» **GIVEN TASK**
Return verbatim the lines from the first line of the records through the line containing "[(324, 299)]", including both.

» **GIVEN RECORDS**
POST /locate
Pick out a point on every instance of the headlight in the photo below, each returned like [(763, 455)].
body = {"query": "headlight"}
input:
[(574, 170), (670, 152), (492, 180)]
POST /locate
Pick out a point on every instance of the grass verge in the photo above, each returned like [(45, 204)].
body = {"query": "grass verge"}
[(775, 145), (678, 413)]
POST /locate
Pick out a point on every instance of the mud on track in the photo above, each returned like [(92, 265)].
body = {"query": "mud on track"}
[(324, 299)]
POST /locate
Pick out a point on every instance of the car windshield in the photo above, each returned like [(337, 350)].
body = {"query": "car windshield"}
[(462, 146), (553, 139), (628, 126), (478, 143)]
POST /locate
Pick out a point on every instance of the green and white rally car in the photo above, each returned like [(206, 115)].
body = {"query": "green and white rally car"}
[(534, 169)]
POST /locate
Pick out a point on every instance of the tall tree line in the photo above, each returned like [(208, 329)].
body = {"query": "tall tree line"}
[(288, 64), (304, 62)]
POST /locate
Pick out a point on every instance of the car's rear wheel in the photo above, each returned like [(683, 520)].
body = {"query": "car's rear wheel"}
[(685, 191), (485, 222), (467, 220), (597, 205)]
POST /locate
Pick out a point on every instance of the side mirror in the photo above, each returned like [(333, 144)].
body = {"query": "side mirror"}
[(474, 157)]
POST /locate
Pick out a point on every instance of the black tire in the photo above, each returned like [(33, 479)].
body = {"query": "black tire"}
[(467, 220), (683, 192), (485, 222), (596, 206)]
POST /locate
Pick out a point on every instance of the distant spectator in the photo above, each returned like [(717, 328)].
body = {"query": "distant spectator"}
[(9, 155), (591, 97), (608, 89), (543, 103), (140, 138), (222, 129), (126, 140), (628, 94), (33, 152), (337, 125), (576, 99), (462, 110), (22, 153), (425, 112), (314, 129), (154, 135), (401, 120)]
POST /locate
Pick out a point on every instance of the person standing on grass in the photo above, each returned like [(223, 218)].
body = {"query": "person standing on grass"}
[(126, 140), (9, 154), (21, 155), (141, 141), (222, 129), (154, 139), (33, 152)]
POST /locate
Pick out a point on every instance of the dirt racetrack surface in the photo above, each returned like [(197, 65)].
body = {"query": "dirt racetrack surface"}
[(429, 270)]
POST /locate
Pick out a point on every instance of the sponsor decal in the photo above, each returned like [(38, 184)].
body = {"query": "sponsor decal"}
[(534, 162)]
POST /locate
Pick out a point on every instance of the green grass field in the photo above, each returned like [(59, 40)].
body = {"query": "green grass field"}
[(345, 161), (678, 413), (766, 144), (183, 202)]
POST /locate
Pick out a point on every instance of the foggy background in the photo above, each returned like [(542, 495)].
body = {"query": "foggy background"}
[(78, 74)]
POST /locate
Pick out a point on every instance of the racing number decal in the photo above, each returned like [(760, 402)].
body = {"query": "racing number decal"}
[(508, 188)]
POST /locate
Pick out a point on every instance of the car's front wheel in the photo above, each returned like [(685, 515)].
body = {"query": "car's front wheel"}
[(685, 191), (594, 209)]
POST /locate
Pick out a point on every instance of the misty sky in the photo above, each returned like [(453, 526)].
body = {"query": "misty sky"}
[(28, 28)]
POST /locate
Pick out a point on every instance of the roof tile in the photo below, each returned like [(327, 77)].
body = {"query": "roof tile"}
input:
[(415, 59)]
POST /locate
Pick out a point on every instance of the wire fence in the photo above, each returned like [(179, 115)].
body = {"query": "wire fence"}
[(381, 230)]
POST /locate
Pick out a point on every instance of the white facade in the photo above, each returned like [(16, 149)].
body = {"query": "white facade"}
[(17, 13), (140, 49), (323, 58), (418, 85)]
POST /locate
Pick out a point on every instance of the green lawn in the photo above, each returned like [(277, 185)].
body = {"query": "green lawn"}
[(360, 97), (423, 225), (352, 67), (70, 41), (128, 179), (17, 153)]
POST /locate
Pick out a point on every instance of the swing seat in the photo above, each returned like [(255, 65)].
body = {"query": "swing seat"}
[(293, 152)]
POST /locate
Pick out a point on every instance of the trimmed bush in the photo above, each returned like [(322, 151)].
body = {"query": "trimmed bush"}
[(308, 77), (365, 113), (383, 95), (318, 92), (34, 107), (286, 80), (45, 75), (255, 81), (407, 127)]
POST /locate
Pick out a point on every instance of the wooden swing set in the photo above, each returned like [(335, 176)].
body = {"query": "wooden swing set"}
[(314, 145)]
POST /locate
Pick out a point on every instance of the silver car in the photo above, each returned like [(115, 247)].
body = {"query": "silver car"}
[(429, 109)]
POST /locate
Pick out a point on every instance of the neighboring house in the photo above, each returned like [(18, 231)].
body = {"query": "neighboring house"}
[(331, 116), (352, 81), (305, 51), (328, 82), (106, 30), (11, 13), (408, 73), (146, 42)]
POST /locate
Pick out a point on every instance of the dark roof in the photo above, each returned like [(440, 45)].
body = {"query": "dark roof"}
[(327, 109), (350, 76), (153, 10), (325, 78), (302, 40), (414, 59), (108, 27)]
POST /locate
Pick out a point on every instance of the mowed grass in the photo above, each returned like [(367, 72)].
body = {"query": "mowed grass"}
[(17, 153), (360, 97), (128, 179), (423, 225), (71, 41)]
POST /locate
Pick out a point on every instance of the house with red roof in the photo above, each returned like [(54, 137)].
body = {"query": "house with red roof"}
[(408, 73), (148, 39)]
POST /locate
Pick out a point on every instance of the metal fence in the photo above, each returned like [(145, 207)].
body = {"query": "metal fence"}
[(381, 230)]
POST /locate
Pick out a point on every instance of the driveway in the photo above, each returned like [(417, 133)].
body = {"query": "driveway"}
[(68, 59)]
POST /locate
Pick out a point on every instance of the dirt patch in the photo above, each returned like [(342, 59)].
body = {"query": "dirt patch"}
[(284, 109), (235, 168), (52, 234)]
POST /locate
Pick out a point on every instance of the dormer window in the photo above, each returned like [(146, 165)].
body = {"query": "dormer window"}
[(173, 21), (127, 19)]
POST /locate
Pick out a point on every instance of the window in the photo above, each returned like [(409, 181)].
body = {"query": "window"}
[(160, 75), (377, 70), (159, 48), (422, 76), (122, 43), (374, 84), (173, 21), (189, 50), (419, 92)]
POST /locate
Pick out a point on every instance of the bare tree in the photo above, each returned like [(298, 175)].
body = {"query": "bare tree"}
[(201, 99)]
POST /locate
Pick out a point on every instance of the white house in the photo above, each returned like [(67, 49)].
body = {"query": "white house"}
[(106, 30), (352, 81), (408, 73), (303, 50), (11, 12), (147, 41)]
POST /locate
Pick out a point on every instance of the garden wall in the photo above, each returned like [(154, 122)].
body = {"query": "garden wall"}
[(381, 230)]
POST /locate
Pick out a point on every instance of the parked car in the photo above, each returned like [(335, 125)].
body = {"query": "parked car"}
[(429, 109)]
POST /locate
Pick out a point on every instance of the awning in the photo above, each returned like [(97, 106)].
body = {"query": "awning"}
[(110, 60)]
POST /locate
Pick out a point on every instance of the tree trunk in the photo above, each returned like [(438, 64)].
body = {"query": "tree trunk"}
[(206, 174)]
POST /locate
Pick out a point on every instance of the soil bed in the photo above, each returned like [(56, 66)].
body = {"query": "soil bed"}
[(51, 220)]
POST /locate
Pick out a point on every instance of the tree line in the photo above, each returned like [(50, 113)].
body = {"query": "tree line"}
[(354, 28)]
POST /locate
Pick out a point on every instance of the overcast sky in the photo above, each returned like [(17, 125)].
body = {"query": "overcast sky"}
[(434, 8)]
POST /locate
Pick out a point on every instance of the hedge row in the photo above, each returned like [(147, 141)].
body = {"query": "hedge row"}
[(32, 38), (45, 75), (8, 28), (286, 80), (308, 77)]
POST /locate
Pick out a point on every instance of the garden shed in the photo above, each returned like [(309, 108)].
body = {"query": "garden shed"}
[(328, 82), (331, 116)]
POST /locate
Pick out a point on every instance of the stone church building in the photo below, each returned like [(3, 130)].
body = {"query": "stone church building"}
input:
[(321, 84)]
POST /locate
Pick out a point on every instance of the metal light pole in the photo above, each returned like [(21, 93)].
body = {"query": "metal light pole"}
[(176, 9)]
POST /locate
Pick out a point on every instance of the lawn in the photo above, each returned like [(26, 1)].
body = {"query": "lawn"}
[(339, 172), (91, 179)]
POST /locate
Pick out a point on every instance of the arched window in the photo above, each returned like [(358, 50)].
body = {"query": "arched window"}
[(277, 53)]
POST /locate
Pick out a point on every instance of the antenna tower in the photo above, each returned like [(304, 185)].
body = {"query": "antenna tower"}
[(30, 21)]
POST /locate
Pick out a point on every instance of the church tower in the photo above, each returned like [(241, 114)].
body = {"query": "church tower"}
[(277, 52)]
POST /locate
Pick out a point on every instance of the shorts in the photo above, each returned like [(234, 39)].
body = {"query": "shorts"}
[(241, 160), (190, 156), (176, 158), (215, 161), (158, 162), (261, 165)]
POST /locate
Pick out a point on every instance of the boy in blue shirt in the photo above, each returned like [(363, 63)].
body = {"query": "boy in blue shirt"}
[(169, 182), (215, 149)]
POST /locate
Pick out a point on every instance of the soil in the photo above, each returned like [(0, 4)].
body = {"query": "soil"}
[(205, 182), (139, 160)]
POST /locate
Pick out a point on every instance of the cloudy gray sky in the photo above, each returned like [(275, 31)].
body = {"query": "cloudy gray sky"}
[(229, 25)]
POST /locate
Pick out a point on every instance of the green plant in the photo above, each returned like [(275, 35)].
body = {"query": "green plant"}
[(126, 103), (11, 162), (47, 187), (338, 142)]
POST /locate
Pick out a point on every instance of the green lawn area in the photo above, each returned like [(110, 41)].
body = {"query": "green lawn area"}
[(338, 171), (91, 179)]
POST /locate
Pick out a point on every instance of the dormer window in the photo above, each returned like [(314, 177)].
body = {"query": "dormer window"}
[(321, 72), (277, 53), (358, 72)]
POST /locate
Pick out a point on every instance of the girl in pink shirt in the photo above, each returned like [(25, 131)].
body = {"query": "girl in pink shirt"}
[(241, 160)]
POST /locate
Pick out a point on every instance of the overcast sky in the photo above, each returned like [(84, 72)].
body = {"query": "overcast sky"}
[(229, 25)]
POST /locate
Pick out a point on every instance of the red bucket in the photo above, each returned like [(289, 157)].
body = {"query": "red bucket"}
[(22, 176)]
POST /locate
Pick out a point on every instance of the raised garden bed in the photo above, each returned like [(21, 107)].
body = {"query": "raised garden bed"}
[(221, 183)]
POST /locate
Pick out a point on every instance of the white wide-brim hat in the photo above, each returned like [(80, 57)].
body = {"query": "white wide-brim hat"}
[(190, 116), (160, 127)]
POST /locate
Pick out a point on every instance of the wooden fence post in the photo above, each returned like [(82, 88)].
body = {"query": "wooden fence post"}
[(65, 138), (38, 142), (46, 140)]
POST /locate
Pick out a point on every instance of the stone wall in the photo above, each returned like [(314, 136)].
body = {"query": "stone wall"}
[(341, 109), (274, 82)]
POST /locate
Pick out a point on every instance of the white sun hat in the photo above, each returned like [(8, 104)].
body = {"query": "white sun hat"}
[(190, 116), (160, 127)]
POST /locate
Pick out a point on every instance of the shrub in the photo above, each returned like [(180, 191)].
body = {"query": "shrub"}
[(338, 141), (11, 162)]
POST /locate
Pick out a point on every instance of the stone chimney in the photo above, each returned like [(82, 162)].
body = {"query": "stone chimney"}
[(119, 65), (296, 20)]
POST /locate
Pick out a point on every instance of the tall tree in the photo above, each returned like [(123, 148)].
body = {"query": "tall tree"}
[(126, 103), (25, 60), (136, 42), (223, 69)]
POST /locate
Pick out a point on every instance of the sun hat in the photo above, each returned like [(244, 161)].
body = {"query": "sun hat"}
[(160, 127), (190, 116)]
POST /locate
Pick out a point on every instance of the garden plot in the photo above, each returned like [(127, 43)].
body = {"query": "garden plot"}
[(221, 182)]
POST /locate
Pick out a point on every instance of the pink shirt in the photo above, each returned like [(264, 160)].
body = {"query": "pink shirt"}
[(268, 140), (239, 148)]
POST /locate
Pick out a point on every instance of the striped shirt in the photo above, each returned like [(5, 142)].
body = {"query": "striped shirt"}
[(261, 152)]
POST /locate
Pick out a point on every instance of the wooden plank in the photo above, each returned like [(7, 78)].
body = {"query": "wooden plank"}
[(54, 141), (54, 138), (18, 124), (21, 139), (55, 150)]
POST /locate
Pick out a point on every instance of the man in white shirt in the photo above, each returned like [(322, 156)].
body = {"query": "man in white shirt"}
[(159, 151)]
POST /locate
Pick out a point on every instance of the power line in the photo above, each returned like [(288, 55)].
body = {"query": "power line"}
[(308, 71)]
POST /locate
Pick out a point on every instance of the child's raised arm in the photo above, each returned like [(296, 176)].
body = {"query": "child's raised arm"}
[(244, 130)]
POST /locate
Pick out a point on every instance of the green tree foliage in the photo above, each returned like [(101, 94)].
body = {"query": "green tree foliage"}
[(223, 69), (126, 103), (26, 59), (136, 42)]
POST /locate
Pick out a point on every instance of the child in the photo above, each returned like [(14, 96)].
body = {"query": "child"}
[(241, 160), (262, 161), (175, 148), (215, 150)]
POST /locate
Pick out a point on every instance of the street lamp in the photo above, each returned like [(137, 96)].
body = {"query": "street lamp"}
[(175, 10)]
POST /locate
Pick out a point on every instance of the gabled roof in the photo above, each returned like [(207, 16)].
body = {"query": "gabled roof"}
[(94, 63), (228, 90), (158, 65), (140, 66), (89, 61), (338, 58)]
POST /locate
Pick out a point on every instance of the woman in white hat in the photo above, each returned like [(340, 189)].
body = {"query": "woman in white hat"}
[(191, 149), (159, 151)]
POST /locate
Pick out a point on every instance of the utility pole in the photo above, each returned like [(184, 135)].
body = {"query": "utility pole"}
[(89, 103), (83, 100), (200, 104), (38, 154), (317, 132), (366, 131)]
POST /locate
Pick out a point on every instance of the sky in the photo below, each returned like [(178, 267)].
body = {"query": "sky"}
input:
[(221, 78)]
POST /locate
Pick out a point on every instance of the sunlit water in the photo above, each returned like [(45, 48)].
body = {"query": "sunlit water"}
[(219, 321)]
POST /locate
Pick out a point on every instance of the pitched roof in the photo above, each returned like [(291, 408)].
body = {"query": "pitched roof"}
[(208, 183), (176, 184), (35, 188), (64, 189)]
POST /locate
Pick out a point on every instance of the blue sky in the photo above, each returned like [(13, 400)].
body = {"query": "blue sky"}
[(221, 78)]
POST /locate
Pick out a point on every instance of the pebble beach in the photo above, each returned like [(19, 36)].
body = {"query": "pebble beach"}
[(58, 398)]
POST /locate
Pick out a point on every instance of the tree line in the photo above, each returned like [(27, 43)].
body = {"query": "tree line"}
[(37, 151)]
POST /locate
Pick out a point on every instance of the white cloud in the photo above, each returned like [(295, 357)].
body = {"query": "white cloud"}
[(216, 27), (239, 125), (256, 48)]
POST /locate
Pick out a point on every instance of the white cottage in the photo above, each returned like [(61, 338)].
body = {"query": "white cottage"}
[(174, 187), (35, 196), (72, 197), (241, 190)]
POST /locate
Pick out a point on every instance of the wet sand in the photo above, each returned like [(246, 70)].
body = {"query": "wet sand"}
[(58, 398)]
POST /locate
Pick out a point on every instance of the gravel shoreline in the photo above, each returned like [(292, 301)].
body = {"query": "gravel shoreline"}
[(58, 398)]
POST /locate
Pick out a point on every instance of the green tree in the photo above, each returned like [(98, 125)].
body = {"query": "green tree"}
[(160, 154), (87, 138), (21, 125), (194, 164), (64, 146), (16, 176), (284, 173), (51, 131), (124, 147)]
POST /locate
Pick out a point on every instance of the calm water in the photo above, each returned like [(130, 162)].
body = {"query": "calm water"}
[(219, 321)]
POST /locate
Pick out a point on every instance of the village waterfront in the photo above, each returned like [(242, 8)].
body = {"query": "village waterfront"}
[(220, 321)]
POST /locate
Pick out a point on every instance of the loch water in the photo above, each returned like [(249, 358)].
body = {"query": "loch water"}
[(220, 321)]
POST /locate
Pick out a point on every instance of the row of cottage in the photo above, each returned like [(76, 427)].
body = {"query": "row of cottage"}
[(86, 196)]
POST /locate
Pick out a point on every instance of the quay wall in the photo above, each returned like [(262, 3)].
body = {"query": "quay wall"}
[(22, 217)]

» **OUTPUT OF THE TASK**
POST /locate
Pick out a point on every instance of the headlight in the photo below, each returned like [(763, 455)].
body = {"query": "headlight"}
input:
[(574, 170), (670, 152), (492, 180)]
POST /locate
Pick out a point on every instance of the grass verge in the photo above, each returned like [(45, 204)].
body = {"query": "grass verge"}
[(775, 145), (678, 413)]
POST /locate
Pick out a point on every instance of the mud on track in the photo above, each returned like [(92, 265)].
body = {"query": "mud on track"}
[(324, 299)]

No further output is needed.